▶ Problems and tasks:
1/ In the excerpt on security testing and availability, how does a DoS attack differ from a DDoS attack?
2/ Write out the passage of the excerpt on security testing and availability from "Testing availability is" to "estimating the headroom.", without changing a word.

▶ Excerpted text:
By writing tests with an explicit security focus and adding them to your pipeline, you can pick a lot of low-hanging fruit. If you couple that with the execution of existing tools in an automated fashion, you get a mini pen test you can execute at will and as often as you want. This field is still developing, but we’ll be watching it with interest in the upcoming years because we’re hoping the tools will become more mature and accessible to both developers and QA.

You have now learned the basics of how to automate explicit security testing. In the next section, we’ll take a look at why availability is important and how it relates to secure software.

8.5 Testing for availability

It’s easy to think that the classical security concerns of confidentiality, integrity, and availability (CIA) only apply to information security, but they’re also important when designing secure software.¹⁵ For example, confidentiality is about protecting data from being read by unauthorized users, and integrity ensures data is changed in an authorized way. But what about availability? Many developers find it easy to understand but difficult to test because it concerns having data available when authorized users need it.

For example, suppose a fire breaks out and you call 911 (or 112 in Europe), but your call doesn’t get through, not because you dialed the wrong number but because the switchboard is flooded with prank calls. Not good! Another less serious example is when you’re trying to buy tickets to a popular concert online, and the website crashes or can’t be accessed. Often, this isn’t the result of malevolent behavior, but rather that everyone tries to buy tickets at the same time; people’s intentions are good, but the consequences are equally as bad as those of an evil attack.

Testing availability is therefore something every application needs to do, but how do you do this in practice? One way is to simulate a denial of service (DoS) attack, which lets you understand what the behavior is before and after data becomes unavailable.¹⁶ To do this, you need to start by estimating the headroom.

8.5.1 Estimating the headroom

Estimating the headroom is about trying to understand how much load an application can handle before it fails to serve its clients in a satisfactory way. Typical things to look for are memory consumption, CPU utilization, response times, and so on. But it can also be a way to understand how the application behaves before it fails and where the weak spots are in the design.

Figure 8.4 shows an example of a distributed denial of service (DDoS) attack , where a massive number of parallel requests are made from different servers against an application. Regardless of how many requests are made or how much load they generate, the main objective is to limit the availability of the application’s services. When talking about DDoS attacks, it’s not uncommon to use the more generic term DoS attack. The main difference between the two is that DoS attacks are made from a single server instead of multiple ones. The objective is, however, the same, and from now on, we’ll use the terms DDoS and DoS interchangeably.

▶ Extracted material:

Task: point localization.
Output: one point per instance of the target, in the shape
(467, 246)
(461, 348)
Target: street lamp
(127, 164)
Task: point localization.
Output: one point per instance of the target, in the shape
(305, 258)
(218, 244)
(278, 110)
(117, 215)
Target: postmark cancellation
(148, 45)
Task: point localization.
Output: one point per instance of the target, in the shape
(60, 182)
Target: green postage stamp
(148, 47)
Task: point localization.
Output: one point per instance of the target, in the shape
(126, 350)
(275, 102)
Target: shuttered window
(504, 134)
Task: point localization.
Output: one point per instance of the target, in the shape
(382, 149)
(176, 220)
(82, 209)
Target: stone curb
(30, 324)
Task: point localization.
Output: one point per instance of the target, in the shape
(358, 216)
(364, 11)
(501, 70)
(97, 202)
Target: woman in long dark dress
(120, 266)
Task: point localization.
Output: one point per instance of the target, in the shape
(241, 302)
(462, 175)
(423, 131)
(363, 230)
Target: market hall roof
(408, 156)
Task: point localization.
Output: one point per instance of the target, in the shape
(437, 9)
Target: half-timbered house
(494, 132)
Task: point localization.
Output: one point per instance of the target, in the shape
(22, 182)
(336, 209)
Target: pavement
--
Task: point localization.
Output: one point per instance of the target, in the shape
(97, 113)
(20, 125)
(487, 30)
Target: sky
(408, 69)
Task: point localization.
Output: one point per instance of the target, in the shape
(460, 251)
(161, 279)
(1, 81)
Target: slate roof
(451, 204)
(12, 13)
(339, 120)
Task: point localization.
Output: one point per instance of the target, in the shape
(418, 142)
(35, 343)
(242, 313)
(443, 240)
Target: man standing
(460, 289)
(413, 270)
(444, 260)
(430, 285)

▶ Solutions in order:
1/ A DoS attack is made from a single server instead of multiple servers.

2/
Testing availability is therefore something every application needs to do, but how do you do this in practice? One way is to simulate a denial of service (DoS) attack, which lets you understand what the behavior is before and after data becomes unavailable.¹⁶ To do this, you need to start by estimating the headroom.